> [Exercise directions]: Rewrite the items from the line with "The bristly mane" through the line with "[494, 156, 516, 187]", requests included, adding 106 to every bounding-box coordinate in the answers. Leave the requests and their format samples unchanged.

+---+

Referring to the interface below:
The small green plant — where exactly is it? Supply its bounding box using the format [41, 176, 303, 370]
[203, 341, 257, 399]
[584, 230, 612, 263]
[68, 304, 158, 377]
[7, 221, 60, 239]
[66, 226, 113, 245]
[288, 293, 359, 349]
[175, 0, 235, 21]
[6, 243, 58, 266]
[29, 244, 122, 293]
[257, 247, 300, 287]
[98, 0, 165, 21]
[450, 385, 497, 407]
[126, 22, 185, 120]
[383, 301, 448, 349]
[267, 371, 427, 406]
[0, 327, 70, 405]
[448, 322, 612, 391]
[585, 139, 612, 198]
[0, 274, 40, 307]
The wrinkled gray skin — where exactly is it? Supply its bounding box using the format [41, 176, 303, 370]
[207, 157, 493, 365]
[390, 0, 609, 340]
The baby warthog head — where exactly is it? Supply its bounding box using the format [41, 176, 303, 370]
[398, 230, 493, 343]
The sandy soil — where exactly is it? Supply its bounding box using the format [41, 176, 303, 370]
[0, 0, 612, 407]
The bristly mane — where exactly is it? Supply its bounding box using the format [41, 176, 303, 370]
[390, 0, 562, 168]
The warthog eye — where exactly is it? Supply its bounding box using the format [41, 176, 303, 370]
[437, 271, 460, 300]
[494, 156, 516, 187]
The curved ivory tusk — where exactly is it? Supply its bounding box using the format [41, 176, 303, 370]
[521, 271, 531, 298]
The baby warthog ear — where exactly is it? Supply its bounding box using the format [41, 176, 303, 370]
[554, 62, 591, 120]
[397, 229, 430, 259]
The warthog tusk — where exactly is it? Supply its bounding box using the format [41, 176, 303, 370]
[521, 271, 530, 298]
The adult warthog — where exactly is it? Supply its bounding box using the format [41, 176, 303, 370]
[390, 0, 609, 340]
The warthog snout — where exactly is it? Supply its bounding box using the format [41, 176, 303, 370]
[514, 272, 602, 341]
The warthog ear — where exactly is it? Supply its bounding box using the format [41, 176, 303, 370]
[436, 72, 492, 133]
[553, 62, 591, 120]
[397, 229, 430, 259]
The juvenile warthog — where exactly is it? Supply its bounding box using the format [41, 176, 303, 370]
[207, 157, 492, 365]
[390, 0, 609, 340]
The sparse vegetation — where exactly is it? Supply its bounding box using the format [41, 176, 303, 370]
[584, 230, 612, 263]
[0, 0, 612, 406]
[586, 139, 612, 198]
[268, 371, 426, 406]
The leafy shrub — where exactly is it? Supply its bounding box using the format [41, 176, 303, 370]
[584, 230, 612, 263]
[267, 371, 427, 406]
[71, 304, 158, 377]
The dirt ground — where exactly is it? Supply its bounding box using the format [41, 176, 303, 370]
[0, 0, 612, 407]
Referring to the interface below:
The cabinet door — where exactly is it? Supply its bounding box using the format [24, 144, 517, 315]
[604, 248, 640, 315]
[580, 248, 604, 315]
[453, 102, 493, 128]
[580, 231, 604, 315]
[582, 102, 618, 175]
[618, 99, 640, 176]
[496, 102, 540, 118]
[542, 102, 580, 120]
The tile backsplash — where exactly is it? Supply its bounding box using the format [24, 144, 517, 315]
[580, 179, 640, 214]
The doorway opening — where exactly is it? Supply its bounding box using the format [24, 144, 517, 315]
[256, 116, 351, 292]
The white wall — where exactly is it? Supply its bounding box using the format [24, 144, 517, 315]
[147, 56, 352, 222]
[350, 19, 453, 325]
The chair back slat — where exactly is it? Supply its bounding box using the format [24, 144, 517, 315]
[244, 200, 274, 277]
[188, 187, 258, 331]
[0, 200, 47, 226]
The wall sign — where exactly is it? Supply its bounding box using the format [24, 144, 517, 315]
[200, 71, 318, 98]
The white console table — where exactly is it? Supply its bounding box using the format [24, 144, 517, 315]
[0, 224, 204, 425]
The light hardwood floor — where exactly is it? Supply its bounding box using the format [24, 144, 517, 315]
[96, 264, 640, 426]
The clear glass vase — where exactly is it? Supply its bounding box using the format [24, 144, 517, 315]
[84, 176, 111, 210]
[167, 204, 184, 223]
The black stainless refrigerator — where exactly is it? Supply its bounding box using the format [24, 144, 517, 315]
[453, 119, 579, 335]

+---+

> [Output below]:
The bristly mane — where exactly is it? Supply its bounding box using the format [41, 176, 303, 370]
[496, 106, 668, 274]
The warthog eye — where exactly is it? Supply its bounding box using the format [41, 176, 303, 370]
[543, 377, 566, 406]
[600, 262, 622, 293]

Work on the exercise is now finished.